> What is asked
Return the records exactly as they are.

start Materials provided

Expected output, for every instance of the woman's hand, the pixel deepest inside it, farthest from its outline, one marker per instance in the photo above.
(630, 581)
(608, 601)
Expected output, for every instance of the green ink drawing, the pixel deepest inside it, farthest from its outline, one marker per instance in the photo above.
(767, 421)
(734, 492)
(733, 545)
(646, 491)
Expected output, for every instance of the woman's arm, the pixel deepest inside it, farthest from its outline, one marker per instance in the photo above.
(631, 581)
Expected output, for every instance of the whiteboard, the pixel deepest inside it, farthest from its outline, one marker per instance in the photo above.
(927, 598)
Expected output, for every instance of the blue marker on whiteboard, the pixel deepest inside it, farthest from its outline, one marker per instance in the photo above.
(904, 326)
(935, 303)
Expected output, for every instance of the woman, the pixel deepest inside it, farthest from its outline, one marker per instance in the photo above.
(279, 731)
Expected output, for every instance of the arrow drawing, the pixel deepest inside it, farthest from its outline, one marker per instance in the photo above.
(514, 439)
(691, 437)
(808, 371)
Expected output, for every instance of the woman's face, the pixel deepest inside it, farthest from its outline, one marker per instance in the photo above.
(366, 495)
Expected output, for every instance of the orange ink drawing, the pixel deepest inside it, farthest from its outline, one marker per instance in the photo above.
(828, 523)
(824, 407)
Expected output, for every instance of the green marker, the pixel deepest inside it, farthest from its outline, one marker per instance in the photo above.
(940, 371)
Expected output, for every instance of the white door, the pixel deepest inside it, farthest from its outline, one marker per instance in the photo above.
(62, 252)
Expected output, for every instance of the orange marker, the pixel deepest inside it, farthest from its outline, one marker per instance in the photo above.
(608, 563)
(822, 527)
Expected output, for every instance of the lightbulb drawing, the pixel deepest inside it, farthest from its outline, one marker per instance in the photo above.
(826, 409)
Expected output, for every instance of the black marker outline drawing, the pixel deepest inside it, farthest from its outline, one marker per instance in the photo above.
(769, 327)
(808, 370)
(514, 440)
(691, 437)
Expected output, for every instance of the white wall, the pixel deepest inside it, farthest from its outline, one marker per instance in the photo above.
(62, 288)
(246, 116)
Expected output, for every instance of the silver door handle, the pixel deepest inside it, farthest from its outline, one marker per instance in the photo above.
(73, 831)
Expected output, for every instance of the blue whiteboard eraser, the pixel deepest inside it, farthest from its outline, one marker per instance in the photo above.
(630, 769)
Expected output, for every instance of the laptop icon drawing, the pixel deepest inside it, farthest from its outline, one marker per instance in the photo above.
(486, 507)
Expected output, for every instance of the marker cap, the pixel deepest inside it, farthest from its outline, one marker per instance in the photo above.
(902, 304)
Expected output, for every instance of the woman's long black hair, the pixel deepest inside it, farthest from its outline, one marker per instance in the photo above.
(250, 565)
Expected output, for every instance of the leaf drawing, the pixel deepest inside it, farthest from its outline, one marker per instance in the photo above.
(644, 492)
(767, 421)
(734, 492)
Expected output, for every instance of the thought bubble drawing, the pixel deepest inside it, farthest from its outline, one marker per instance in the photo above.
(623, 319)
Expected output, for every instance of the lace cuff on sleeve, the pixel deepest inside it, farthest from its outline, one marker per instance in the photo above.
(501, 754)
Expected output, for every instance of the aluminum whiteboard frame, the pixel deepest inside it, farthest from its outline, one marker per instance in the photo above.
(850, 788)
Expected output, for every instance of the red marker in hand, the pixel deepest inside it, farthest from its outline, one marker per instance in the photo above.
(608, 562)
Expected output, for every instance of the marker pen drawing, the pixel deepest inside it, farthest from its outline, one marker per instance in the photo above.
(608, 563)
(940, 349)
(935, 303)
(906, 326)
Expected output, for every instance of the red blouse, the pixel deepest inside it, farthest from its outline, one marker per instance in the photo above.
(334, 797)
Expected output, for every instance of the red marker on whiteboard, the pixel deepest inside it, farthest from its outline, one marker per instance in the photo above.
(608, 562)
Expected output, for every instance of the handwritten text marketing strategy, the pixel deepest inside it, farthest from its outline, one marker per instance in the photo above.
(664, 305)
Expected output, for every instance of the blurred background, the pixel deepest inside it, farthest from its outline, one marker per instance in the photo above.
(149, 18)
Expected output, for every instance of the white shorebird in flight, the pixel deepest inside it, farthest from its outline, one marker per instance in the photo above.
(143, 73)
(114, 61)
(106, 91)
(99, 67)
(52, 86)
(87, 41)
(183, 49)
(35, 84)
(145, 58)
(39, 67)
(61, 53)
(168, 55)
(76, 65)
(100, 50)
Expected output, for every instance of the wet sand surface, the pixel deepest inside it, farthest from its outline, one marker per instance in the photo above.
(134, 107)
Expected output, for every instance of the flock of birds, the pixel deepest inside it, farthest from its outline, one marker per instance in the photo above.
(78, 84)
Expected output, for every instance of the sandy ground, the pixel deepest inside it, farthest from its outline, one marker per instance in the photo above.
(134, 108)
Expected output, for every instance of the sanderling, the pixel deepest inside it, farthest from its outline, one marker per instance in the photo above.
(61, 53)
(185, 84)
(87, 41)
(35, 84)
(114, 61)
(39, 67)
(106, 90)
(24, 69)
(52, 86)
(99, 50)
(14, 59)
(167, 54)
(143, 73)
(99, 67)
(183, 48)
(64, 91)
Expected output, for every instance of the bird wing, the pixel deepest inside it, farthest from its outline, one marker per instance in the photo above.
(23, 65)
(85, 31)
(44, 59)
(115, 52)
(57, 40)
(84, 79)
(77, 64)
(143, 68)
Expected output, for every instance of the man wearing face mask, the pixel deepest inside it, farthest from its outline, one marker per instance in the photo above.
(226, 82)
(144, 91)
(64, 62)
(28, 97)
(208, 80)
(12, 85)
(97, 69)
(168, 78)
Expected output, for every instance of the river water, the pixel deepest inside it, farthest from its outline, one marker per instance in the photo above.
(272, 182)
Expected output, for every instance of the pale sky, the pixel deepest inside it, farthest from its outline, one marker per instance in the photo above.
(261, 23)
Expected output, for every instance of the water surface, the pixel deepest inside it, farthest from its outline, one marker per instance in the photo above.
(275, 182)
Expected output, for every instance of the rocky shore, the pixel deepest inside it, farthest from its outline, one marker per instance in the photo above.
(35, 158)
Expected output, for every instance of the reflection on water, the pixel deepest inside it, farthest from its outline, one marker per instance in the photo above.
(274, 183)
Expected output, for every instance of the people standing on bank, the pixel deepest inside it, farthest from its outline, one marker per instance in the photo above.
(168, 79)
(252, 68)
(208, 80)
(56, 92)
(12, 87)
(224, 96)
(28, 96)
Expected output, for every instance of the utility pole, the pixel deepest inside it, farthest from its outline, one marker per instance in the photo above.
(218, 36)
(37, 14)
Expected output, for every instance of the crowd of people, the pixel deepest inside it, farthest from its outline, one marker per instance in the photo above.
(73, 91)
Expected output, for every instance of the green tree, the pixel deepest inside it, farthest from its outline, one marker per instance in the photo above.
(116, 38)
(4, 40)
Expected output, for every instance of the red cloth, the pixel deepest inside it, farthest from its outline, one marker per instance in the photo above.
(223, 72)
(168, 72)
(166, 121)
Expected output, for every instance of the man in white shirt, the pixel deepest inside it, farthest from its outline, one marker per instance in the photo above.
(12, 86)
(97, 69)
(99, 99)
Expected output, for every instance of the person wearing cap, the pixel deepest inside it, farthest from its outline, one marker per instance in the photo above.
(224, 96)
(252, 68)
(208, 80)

end Materials provided

> Answer to the exercise
Expected output, for every instance of the woman's hand, the pixel deepest inside it, farthest from its outline, one marker per instance in the photo above.
(630, 581)
(608, 601)
Expected output, for every instance of the green ink drawing, the pixel deepest inside it, farthest from its outline, one marker per instance in the photo above.
(767, 421)
(734, 492)
(733, 545)
(646, 491)
Expected output, for every instance of the woman's arm, the pixel deepest inside it, farthest from its outline, one marker per instance in the photo above.
(631, 581)
Expected output, for every instance of the whiteboard, the pixel deepest inside it, farthest from its outline, one marker per instance in the photo above.
(927, 598)
Expected output, for every instance of the blue marker on whiteboard, the pixel deepest inside it, farthest from its outline, one marker per instance in the photo above.
(904, 326)
(935, 303)
Expected output, for every instance of the woman, the pixel deepest inside it, farthest from its outline, one marker per instance in the photo above.
(279, 731)
Expected output, for every instance of the arrow drawing, the pixel deepest inside it, farthest from its outline, one marker per instance in the photo above.
(514, 439)
(691, 437)
(808, 371)
Expected output, for every instance of the woman's face, the pixel deepest inside it, farthest from its outline, one marker per instance in the photo above.
(366, 495)
Expected output, for every instance of the orange ink drawing, the pixel deepest inside it, farthest from its outline, one marker per instance in the photo above.
(828, 523)
(824, 407)
Expected output, for every instance of the green marker, the pixel deepest inside it, farthest from its outline, one marker per instance in the photo above.
(940, 371)
Expected output, for every instance of the white door, the pixel deepest inside it, farthest from its outline, one marker per instance in the photo above.
(62, 252)
Expected output, for every instance of the orange marker, the pixel deepest inside it, farthest from its outline, one marker per instance in the photo above.
(608, 563)
(822, 527)
Expected output, for every instance of the lightbulb drawing, the pixel deepest inside it, farthest from its outline, one marker per instance in the photo above.
(826, 409)
Expected output, for every instance of the black marker outline drawing, the pixel deepest inside it, farthest from its outline, one marker per instance in the photo above.
(769, 327)
(808, 370)
(514, 440)
(691, 437)
Expected output, for every instance of the white wall, the pixel deepest inside it, farthest from its outline, one marker per instance in the photo above.
(62, 288)
(246, 116)
Expected output, for every instance of the silver door handle, the pixel deepest inside it, farthest from its outline, one marker per instance in the photo above.
(73, 831)
Expected output, for every instance of the blue whiteboard eraser, the pixel deepest inside it, farthest from its outline, one marker per instance in the photo above.
(630, 769)
Expected output, for every instance of the laptop icon drawing, the pixel deepest inside it, farthest from its outline, one marker per instance in the photo above.
(486, 507)
Expected output, for every instance of the marker cap, the pixel deepest inside it, farthest from its outline, one marker per instance in the photo above.
(902, 304)
Expected output, for every instance of the woman's long black hair, the pixel deepest inside it, farthest from its outline, one marker per instance in the photo above.
(250, 565)
Expected output, for every instance of the leaf drawing, the pixel deepest inside it, farthest from its outline, one marker per instance in the photo above.
(644, 492)
(767, 421)
(734, 492)
Expected output, for every instance of the thought bubble drawing, the pixel deepest inside it, farthest from its outline, one marker per instance in the photo above.
(623, 319)
Expected output, for every instance of the lace cuff on sleeve, the pixel deepest inside it, farthest from its outline, one marker per instance in the photo above.
(501, 754)
Expected output, for every instance of the aluminum whiteboard frame, the pixel deepest inside it, farthest from its outline, one marker per instance in the photo above.
(850, 788)
Expected output, for every instance of the red marker in hand, the pixel deepest inside it, farthest from its outline, one marker per instance in the photo above.
(608, 562)
Expected output, for every instance of the marker pen drawing, the pixel deepest inside it, farthest from its outline, one marker per instance in the photo above.
(608, 563)
(940, 349)
(935, 303)
(906, 326)
Expected output, for every instance of the red blouse, the pixel deepest inside it, farthest from its outline, one marker per instance in the photo above.
(334, 797)
Expected output, for every instance of the red marker on whiteboard, the pixel deepest inside it, farthest from its outline, one marker per instance in the photo above.
(608, 562)
Expected output, for every instance of the handwritten text marketing strategy, the pixel deepest inside it, farthest from its outline, one marker per instance in the photo above.
(664, 305)
Expected output, for every instance of the blurred background, the pixel deepest inside it, farthest from its outline, one marker per instance in the photo above.
(149, 18)
Expected output, for every instance of the white shorebird in flight, the pixel deepest inside it, farthest from its outline, one marker per instance in the photo above.
(143, 73)
(114, 61)
(106, 91)
(99, 67)
(52, 86)
(87, 41)
(183, 49)
(35, 84)
(145, 58)
(39, 67)
(61, 53)
(168, 55)
(76, 65)
(100, 50)
Expected output, for every instance of the wet sand surface, the pixel deepest inside it, farthest from its outline, one marker per instance in the photo above.
(134, 107)
Expected output, for every instance of the flock of birds, the pixel deepest inside it, farthest from its outline, one marker per instance in the photo above.
(78, 84)
Expected output, for every instance of the sandy ground, the pixel deepest inside it, farthest from its outline, one marker per instance in the photo above.
(134, 108)
Expected output, for every instance of the sanderling, the pixel deepest inside it, farthest from its outline, one marker per instance in the photo above.
(61, 53)
(185, 84)
(87, 41)
(35, 84)
(114, 61)
(39, 67)
(106, 90)
(24, 69)
(52, 86)
(99, 50)
(14, 59)
(167, 54)
(143, 73)
(99, 67)
(183, 48)
(64, 91)
Expected output, for every instance of the bird wing, the pixel deepest inside it, farthest from its outline, one marker per instance in the photo above.
(23, 65)
(85, 31)
(44, 59)
(115, 52)
(57, 40)
(84, 79)
(77, 64)
(143, 68)
Expected output, for every instance of the man wearing face mask, the pixel deepest inside it, farthest from its outline, one marker per instance in the photo above.
(226, 82)
(144, 91)
(64, 62)
(28, 97)
(208, 80)
(12, 85)
(97, 69)
(168, 78)
Expected output, for every instance of the river water, the pixel deepest inside it, farthest from its outline, one marker per instance in the photo above.
(272, 182)
Expected output, for every instance of the pale sky, the pixel deepest inside it, farthest from its outline, one marker per instance in the photo above.
(261, 23)
Expected output, for every instance of the water surface, the pixel deepest inside it, farthest from its outline, one marker per instance in the photo above.
(275, 182)
Expected output, for every instance of the rocky shore, the pixel deepest inside it, farthest from its outline, one marker per instance in the photo above.
(35, 158)
Expected output, for every instance of the reflection on water, the pixel deepest inside it, farthest from its outline, one marker per instance in the photo above.
(274, 183)
Expected output, for every instance of the people standing on bank, the pixel deepest inside it, farthest from its outline, one marker per instance in the photo above.
(168, 79)
(252, 68)
(208, 80)
(56, 92)
(12, 87)
(224, 96)
(28, 96)
Expected output, for every instance of the utility pole, the pixel deepest inside it, farthest from its outline, one marker per instance in the photo above.
(218, 36)
(37, 14)
Expected output, for every instance of the crowd of people, the pixel deepest inside it, farthest from its outline, one marker per instance in the photo above.
(73, 91)
Expected output, for every instance of the green tree, the pixel deepest inside it, farthest from its outline, one marker per instance in the photo above.
(116, 38)
(4, 40)
Expected output, for every instance of the red cloth, the pixel deepest inside it, farthest from its outline, one marker per instance in the photo above.
(223, 72)
(168, 72)
(166, 121)
Expected output, for every instance of the man in white shirt, the pixel deepest inside it, farthest from its outline, one marker per instance in the photo above.
(12, 86)
(97, 69)
(99, 99)
Expected output, for every instance of the person wearing cap, the pixel deepest inside it, farthest from its outline, one marker per instance in the photo above.
(224, 96)
(252, 68)
(208, 80)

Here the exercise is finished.